Pictures in the records are to be excluded from an otherwise exact copy.

Collected data entries:
BEGIN
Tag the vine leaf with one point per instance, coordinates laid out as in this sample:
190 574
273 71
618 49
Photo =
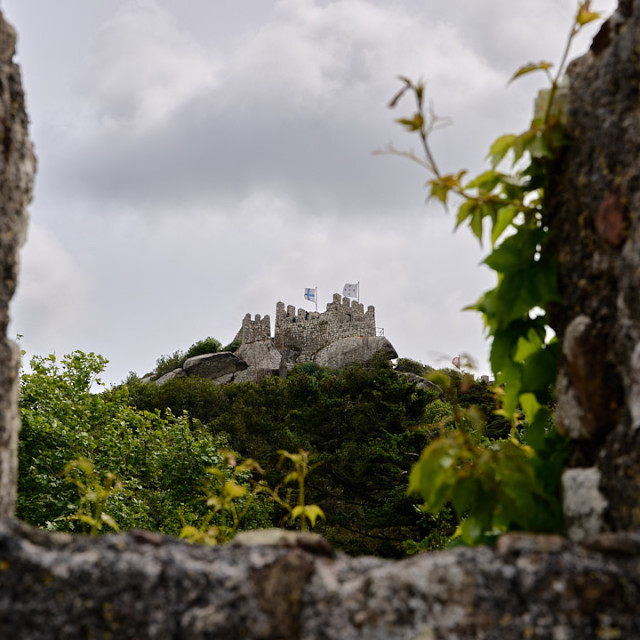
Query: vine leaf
529 68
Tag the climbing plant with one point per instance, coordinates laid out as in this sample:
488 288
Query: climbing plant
513 484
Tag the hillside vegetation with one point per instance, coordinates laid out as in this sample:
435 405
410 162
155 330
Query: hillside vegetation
152 456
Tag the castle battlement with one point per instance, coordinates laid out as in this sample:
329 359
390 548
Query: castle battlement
256 330
304 333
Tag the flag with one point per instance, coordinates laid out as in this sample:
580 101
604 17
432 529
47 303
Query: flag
350 290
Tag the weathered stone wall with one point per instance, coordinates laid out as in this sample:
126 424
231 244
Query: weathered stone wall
270 586
278 586
17 170
307 332
593 209
256 330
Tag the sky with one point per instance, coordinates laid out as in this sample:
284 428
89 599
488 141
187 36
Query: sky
199 160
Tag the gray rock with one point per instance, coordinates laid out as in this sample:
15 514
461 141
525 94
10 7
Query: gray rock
254 375
582 503
226 379
344 352
269 585
17 170
420 382
260 355
213 365
172 375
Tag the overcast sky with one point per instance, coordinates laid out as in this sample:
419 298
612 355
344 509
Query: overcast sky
201 159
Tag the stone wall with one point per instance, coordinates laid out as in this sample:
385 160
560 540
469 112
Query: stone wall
304 333
273 585
17 170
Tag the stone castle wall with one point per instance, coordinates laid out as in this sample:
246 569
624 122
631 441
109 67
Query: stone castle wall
306 332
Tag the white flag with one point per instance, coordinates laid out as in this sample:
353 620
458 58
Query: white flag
350 290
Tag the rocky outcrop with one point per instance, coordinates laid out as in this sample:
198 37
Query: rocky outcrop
214 365
17 170
142 585
270 585
348 351
260 356
421 383
592 207
343 335
172 375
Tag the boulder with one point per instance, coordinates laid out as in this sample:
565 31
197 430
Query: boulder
213 365
254 375
346 351
260 355
421 382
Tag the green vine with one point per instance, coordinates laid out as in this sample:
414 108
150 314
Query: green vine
507 207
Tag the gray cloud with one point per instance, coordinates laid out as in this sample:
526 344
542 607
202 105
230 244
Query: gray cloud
201 160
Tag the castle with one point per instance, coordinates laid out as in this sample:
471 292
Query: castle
343 334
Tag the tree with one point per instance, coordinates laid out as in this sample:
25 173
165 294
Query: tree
161 462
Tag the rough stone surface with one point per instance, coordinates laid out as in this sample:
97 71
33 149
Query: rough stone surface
17 170
274 586
583 504
271 586
346 351
260 355
213 365
421 382
593 209
172 375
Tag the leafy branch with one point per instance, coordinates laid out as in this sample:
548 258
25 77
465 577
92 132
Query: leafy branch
486 484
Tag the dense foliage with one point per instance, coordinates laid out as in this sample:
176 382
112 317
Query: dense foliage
160 462
515 483
159 449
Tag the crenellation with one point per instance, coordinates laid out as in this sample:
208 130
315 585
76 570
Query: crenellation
255 330
303 333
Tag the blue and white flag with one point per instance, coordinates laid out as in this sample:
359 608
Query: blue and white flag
350 290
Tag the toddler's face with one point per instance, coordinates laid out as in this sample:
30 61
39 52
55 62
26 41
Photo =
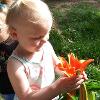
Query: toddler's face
34 36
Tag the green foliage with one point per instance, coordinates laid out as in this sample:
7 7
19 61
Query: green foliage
78 31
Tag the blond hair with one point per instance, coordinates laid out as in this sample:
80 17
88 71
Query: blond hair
27 10
3 27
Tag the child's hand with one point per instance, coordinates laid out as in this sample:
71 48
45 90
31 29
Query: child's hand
68 84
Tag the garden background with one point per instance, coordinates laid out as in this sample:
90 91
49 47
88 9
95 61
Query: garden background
76 29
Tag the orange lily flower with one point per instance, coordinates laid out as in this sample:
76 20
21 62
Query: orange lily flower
74 66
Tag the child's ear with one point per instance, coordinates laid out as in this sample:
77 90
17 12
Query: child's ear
13 33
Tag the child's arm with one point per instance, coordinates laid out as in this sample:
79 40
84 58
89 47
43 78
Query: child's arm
24 92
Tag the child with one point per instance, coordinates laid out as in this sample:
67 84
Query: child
31 67
6 47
END
Result below |
Tag the vine leaf with one point per instance, coordinates laid out as in this sample:
190 574
273 71
618 49
Photo =
Query: vine leaf
529 68
Tag the climbing plant with one point per instance, coordinates laid out as in this sample:
488 288
Query: climbing plant
513 484
Tag the hillside vegetation with one point per instance, coordinates laid out as in this sample:
435 405
410 162
155 330
Query: hillside vegetation
152 456
Tag the castle battlement with one point per instance, coordinates laid out as in this sample:
329 359
390 548
Query: castle battlement
256 330
304 333
Tag the flag with one point per instance, coordinates laid out as in this sample:
580 101
604 17
432 529
47 303
Query: flag
350 290
Tag the weathered stone wall with one point per instance, coordinates laid out as in this sample:
126 424
231 244
Query: weathered stone wall
270 586
278 586
17 170
307 332
593 209
256 330
Tag the sky with one point per instance, coordinates laid out as in this sample:
284 428
89 599
488 141
187 36
Query: sky
199 160
Tag the gray rock with one point per instance, coordinates laid out as in this sample:
15 514
461 141
525 94
10 7
Query: gray rock
254 375
582 503
226 379
344 352
269 585
17 170
420 382
260 355
213 365
172 375
Tag the overcast sky with one point per instance, coordinates laid out as in this sample:
419 298
612 355
344 509
Query: overcast sky
201 159
Tag the stone wall with one point per instance, coordinates laid out as in this sample:
385 160
560 540
469 112
Query: stone wall
304 333
273 585
17 170
Tag the stone castle wall with one point per instance, coordinates laid out as in this sample:
246 569
624 122
631 441
109 67
Query: stone castle wall
306 332
Tag the white flag with one point per instance, coordinates laid out as in this sample:
353 620
458 58
Query: white flag
350 290
Tag the rocky outcrop with one point per instance, coordinates laid out as in this sample:
198 37
Query: rocky outcrop
214 365
17 170
142 585
270 585
348 351
260 356
421 383
592 207
343 335
172 375
Tag the boulder with one point per instance, coordinates laid out as in this sample:
565 31
197 430
Query: boulder
213 365
254 375
346 351
260 355
421 382
Tag the green vine with one point per instance, coordinates laid out as in this sample:
414 108
150 314
Query: green vine
507 207
Tag the gray cloud with one point per instance, coordinates laid out as in this sample:
526 344
542 607
202 105
230 244
Query: gray cloud
201 160
Tag the castle with one point per instance, coordinates laid out as in this sample:
471 292
Query: castle
343 334
Tag the tree with one point per instance, coordinates laid out as in this sample:
25 173
165 294
Query: tree
161 462
Tag the rough stone surface with one point per instance, coordinates laid out as in this sample:
97 71
33 149
Query: rough stone surface
17 170
274 586
583 504
271 586
346 351
260 355
213 365
421 382
593 209
172 375
Tag the leafy branch with one point per instance, coordinates laid out as in this sample:
548 258
25 77
465 577
92 132
Query: leafy branch
486 484
Tag the dense foliage with one point per instance, coordinates laid out as in this sample:
176 382
112 317
Query: dense foliage
160 462
515 483
159 449
Tag the crenellation with one point per instance, coordinates laid out as in this sample:
208 130
315 585
76 570
Query: crenellation
255 330
303 333
Tag the blue and white flag with one point per instance, coordinates laid out as in this sample:
359 608
Query: blue and white flag
350 290
Tag the toddler's face with one point per instance, coordinates laid out as in this sample:
30 61
39 52
55 62
26 41
Photo =
Query: toddler's face
34 36
Tag the green foliage with one point per instance, coordinates laid out as in this sample:
7 7
19 61
Query: green foliage
78 31
Tag the blond hair with one point per instance, coordinates laid out as in this sample:
80 17
88 71
Query: blond hair
27 10
3 27
Tag the child's hand with one point per instance, coordinates laid out as in this sample:
71 48
45 90
31 29
Query: child's hand
68 84
Tag the garden background with one point per instance, coordinates laid out as in this sample:
90 91
49 47
88 9
95 61
Query: garden background
76 29
Tag the orange lily flower with one point per instance, coordinates laid out as in this sample:
76 20
21 62
Query: orange lily flower
74 66
Tag the child's ear with one point per instance, coordinates laid out as in this sample:
77 90
17 12
Query: child's ear
13 33
Tag the child's arm with one point per instance, coordinates laid out as in this sample:
79 40
84 58
89 47
43 78
Query: child's arm
24 92
Tag the child with one point per instance, coordinates laid out as in this sample:
67 84
Query: child
31 67
6 47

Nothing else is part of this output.